## SUPPLIED PASSAGE
-- Opening Marker --

Previous editorials and papers in this journal have alluded to the importance of clarity in the definition of public health nutrition as a field of research and practice(1–3). This complements earlier debates about the differences between public health nutrition and public nutrition(4–7) and the more recent conceptualisation of the New Nutrition Science (NNS)(8). Geoffrey Cannon in this issue(9) prods us all to further consider ‘what we are about’ as public health nutritionists. As you struggle with the challenges of addressing malnutrition in its various forms in whatever part of the world you live and work, you may be asking ‘Why all the “navel gazing” and emphasis on rhetoric?’ Surely there are more important topics to focus our intellectual resources and to fuel our scholarly debates? Cannon’s prod in this issue prompts the following points of view relative to our conceptualisation and communication of public health nutrition as a discipline, and why it is important to continually communicate and focus our disciplinary effort.
Much of the debate and effort relative to defining public health nutrition has been done so in the context of developing public health nutrition as a discipline, distinct from other disciplines (such as clinical medicine, physiotherapy or clinical dietetics as examples). It has also been largely stimulated by consideration of workforce development issues. The underlying assumption is that practice within the discipline requires a distinct range of competencies in order to perform the work required to address public health nutrition challenges, rather than simply being a focus for research or learning (i.e. public health nutrition as a topic).
In 1997, the term ‘public nutrition’ had been defined as:
a new field encompassing the range of factors known to influence nutrition in populations, including diet and health, social, cultural, and behavioural factors; and the economic and political context. Like public health, public nutrition would focus on problem solving in a real-world setting, making its definition an applied field of study whose success is measured in terms of effectiveness in improving nutrition situations(5).
More recently(7) it has been argued that public nutrition as a construct is more expansive and intersectoral in its approach than public health nutrition, because public health nutrition is ensconced within the health system.

-- Closing Marker --

## WHAT YOU ARE ASKED TO DO
Carry the editorial on defining public health nutrition forward from its last sentence, in the same voice. You won't need the lines that follow the text.

## INFORMATION PROVIDED
-- Opening Marker --

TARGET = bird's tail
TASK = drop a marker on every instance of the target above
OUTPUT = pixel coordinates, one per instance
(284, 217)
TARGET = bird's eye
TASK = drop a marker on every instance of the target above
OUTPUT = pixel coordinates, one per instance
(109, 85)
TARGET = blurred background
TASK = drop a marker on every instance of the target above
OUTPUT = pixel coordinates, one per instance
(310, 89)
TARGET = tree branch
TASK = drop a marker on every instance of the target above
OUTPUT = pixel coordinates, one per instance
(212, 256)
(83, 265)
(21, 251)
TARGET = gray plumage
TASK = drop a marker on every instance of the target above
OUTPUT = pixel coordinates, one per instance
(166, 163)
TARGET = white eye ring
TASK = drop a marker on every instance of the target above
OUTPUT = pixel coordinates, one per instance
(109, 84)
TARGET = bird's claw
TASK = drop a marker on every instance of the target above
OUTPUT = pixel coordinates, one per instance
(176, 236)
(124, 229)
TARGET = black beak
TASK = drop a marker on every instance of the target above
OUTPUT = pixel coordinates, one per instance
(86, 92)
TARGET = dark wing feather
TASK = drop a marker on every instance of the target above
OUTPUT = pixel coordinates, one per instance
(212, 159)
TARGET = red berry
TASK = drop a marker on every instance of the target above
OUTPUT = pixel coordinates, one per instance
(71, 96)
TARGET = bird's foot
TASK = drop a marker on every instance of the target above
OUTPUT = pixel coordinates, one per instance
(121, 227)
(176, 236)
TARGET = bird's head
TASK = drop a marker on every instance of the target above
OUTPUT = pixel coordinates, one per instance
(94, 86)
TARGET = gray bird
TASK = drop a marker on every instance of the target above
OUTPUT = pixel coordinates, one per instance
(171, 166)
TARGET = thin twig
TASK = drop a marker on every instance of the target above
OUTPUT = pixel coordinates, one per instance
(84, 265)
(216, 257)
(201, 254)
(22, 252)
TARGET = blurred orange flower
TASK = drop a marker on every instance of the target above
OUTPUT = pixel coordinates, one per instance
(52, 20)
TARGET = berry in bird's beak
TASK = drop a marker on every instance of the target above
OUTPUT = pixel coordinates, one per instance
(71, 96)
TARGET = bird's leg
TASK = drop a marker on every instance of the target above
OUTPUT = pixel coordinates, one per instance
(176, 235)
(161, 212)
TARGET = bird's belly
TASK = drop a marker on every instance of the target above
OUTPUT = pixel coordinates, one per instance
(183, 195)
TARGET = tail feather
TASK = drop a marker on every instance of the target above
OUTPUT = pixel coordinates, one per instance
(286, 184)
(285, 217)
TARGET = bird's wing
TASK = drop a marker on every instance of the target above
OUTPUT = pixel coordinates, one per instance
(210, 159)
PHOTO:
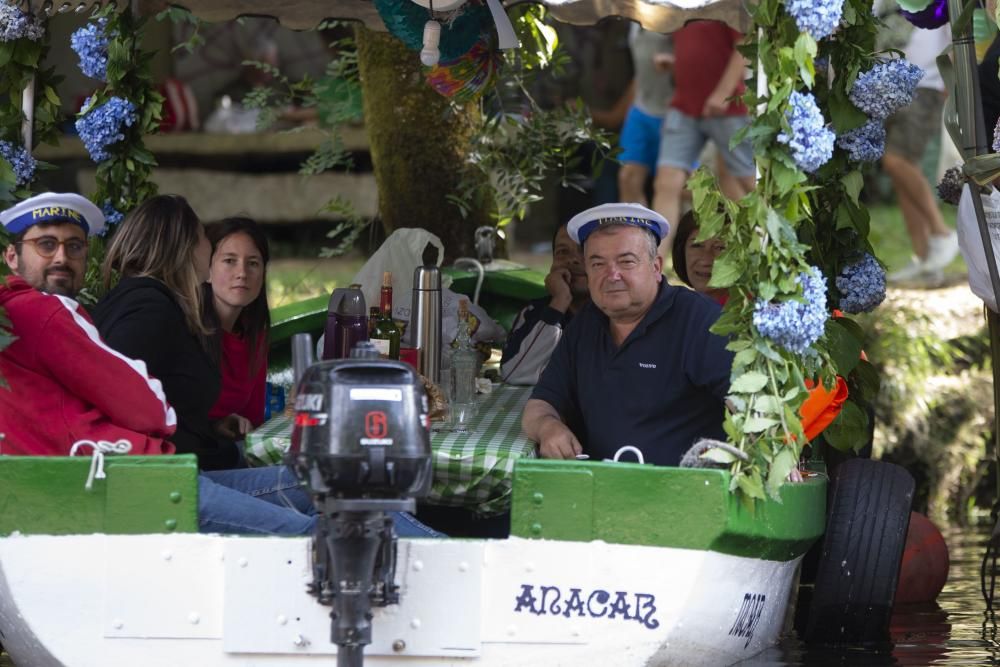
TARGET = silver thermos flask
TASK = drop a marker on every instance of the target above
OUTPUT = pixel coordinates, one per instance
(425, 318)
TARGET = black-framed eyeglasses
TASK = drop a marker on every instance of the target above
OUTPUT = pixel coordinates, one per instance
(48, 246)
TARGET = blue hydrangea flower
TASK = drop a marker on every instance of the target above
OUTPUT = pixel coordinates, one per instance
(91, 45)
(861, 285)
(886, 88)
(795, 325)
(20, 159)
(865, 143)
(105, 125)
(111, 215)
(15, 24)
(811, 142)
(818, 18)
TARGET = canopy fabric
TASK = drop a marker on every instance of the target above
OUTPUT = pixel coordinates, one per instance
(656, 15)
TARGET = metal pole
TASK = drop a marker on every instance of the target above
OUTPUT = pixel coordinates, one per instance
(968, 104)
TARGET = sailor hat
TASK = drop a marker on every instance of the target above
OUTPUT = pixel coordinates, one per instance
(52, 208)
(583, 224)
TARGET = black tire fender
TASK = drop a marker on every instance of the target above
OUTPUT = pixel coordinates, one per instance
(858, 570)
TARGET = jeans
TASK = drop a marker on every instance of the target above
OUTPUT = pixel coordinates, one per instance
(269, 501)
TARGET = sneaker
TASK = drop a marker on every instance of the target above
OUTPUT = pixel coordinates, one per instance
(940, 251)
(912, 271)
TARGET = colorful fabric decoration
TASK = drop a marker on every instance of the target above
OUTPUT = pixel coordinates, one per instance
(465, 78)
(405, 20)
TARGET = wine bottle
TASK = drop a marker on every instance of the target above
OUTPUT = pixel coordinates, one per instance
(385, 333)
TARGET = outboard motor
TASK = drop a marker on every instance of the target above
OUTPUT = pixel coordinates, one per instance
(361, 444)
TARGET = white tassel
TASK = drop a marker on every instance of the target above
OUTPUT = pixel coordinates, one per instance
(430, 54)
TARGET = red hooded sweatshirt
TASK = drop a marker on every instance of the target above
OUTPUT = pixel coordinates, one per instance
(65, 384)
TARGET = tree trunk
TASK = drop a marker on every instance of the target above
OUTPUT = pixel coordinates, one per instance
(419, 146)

-- Closing Marker --
-- Opening Marker --

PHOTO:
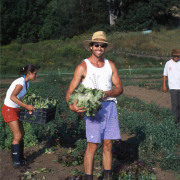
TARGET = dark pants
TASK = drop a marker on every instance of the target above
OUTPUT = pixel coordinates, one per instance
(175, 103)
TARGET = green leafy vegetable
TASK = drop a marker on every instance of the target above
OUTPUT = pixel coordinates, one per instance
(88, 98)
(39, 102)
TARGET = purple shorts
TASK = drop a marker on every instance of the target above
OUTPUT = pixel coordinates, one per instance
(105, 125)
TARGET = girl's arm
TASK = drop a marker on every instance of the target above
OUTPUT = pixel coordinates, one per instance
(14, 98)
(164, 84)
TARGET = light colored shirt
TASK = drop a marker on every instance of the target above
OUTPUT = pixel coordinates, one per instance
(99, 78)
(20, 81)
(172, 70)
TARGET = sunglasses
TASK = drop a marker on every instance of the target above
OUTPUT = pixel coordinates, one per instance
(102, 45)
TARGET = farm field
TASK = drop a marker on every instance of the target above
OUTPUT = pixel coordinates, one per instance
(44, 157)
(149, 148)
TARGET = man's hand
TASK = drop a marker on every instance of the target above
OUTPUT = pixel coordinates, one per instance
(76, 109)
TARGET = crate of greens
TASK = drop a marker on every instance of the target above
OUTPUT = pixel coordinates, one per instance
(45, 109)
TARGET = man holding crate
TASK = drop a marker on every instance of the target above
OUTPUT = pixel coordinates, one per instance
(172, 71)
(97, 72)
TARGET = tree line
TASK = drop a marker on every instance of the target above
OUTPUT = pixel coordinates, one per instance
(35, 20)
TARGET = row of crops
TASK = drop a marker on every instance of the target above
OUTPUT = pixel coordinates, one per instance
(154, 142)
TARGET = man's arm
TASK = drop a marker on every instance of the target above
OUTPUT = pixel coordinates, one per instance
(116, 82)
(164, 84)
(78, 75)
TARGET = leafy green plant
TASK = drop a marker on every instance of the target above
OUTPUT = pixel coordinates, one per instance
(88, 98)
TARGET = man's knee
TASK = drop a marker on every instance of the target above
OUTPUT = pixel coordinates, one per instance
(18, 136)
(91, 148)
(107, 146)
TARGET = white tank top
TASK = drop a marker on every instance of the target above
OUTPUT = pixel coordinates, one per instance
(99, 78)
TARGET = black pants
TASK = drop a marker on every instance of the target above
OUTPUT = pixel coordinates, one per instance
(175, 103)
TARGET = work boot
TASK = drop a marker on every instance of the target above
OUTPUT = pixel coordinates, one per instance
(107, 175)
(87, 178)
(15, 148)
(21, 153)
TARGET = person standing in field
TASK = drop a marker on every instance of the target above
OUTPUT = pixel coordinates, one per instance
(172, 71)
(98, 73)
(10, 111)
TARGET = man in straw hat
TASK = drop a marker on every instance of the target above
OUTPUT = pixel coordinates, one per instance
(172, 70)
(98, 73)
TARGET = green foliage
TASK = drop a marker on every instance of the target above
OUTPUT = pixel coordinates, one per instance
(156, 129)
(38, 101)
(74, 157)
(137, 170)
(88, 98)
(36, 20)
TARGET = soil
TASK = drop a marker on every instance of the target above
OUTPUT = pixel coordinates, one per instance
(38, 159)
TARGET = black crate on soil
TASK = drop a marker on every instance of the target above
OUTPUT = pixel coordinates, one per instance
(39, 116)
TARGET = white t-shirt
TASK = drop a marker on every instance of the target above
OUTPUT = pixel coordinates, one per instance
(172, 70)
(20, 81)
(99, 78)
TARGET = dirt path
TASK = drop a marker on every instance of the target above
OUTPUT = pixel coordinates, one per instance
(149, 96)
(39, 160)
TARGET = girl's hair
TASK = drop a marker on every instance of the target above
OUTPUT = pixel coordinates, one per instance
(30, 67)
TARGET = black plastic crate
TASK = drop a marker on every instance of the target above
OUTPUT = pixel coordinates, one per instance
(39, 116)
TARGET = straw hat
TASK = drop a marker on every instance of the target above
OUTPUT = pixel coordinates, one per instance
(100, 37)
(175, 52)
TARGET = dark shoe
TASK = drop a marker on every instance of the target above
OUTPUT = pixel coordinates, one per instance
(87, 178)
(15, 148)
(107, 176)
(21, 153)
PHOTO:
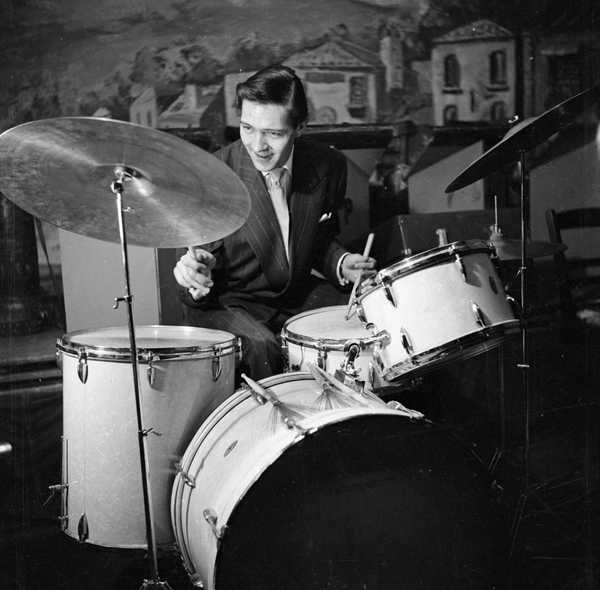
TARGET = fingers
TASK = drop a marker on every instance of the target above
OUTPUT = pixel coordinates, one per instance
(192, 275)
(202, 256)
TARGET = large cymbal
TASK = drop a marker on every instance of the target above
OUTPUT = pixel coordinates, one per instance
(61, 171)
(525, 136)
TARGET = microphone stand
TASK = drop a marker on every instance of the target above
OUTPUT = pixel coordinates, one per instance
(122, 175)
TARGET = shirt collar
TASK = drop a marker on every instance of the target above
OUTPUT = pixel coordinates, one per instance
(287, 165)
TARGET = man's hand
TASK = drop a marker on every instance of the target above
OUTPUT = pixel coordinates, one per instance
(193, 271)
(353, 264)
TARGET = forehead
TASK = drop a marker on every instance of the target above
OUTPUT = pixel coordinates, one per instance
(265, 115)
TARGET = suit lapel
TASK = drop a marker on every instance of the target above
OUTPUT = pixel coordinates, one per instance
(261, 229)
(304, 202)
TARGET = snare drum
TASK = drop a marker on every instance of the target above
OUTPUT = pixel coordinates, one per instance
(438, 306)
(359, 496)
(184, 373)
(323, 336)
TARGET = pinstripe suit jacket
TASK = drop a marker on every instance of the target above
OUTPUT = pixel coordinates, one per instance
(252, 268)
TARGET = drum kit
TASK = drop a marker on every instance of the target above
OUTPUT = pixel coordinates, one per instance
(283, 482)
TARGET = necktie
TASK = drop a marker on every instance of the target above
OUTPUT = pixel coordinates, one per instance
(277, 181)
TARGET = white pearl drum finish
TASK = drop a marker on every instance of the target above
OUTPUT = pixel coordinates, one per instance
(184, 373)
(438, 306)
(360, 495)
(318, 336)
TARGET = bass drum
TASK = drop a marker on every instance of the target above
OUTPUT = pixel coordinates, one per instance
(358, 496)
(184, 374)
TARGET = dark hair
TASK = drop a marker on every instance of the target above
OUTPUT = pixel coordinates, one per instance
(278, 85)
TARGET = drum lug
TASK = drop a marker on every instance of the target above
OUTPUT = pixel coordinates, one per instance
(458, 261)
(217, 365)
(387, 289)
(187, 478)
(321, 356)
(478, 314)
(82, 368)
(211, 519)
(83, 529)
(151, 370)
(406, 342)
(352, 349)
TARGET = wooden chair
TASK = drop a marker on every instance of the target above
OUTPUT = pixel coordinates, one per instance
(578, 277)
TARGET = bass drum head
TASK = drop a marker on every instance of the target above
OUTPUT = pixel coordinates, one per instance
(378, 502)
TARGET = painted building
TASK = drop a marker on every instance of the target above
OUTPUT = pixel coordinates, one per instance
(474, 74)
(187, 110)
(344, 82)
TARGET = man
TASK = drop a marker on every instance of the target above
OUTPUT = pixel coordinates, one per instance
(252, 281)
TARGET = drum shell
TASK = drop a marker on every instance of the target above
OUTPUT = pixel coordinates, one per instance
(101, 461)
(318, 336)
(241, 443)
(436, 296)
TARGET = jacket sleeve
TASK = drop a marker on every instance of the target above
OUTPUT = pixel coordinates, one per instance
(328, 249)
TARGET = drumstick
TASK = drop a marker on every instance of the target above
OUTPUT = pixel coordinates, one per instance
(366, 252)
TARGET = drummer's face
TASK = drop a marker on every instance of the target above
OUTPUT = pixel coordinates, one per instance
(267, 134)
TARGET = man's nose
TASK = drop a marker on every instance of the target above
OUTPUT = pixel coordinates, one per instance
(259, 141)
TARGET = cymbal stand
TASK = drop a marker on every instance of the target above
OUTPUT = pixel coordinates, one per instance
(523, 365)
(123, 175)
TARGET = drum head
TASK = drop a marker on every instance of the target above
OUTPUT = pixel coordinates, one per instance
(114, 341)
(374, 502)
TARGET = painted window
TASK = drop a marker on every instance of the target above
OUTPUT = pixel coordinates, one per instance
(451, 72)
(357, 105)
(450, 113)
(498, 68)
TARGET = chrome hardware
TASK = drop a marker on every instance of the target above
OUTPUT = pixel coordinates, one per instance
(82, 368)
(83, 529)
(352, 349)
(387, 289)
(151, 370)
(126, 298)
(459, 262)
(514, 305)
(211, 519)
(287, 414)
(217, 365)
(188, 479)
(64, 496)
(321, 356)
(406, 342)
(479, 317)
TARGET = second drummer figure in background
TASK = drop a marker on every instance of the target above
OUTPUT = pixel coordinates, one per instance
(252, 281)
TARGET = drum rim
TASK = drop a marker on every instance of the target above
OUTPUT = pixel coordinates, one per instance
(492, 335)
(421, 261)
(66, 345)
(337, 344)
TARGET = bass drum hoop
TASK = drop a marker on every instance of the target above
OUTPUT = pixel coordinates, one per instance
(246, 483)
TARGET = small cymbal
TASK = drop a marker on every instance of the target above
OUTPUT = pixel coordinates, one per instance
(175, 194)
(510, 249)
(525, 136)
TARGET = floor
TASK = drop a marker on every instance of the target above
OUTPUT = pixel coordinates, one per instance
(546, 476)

-- Closing Marker --
-- Opening Marker --

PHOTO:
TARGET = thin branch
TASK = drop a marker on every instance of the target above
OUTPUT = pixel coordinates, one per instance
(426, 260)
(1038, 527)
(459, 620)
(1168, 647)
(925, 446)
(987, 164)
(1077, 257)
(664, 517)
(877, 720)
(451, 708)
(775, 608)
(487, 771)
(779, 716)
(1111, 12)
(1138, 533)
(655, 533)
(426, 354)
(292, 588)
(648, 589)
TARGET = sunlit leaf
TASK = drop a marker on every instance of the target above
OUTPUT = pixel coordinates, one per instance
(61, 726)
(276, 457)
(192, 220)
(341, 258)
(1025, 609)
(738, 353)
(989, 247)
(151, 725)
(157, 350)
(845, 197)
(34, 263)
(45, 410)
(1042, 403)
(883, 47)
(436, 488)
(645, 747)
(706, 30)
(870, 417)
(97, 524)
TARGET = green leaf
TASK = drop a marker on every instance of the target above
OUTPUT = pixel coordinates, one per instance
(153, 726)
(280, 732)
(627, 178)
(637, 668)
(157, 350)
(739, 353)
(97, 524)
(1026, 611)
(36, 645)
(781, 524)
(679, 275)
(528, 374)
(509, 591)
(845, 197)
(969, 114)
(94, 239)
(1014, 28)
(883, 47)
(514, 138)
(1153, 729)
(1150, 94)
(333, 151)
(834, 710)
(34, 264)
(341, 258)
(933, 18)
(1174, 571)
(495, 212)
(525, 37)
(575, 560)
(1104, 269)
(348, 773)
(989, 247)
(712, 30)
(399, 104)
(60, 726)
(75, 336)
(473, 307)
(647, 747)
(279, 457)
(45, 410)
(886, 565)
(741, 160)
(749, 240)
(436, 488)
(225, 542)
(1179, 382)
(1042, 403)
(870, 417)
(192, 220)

-- Closing Marker --

## RESULT OF THE TASK
Ten years ago I published a paper(10) with an Australian colleague to help delineate the different work functions and competencies needed to work as a public health nutritionist (as distinct from the work roles of a dietetian). This paper defined public health nutrition as:
the art and science of promoting population health status via sustainable improvements in the food and nutrition system. Based upon public health principles, it is a set of comprehensive and collaborative activities, ecological in perspective and intersectoral in scope, including environmental, educational, economic, technical and legislative measures.
Although not succinct and purposively descriptive, this definition holds up well to the assertions of the NNS and the purported differences with public nutrition. Taking the health focus out of the disciplinary term makes little sense to me and serves little function, other than to confuse external stakeholders.
When the NNS project was launched at the World Public Health Nutrition Congress in Barcelona in 2006, many colleagues I talked to questioned why this vision of nutrition was considered ‘new’. The principles underpinning this re-conceptualisation of nutrition science to embrace not only the biological but also the social and environmental determinants of nutritional health was well accepted by many in our discipline. The previous definitions of public health nutrition and the consensus on definitional attributes of public health nutrition(3) reinforce that the socio-ecological approach was being widely used to conceptualise the discipline for at least the past decade. At a follow-up meeting on the NNS in Hobart facilitated by the Australian Public Health Nutrition Academic Collaboration in 2007, we argued (consistent with the advocates of public nutrition as a defining construct) that the economic and political determinants are also critical and should be explicitly included to enhance the NNS vision.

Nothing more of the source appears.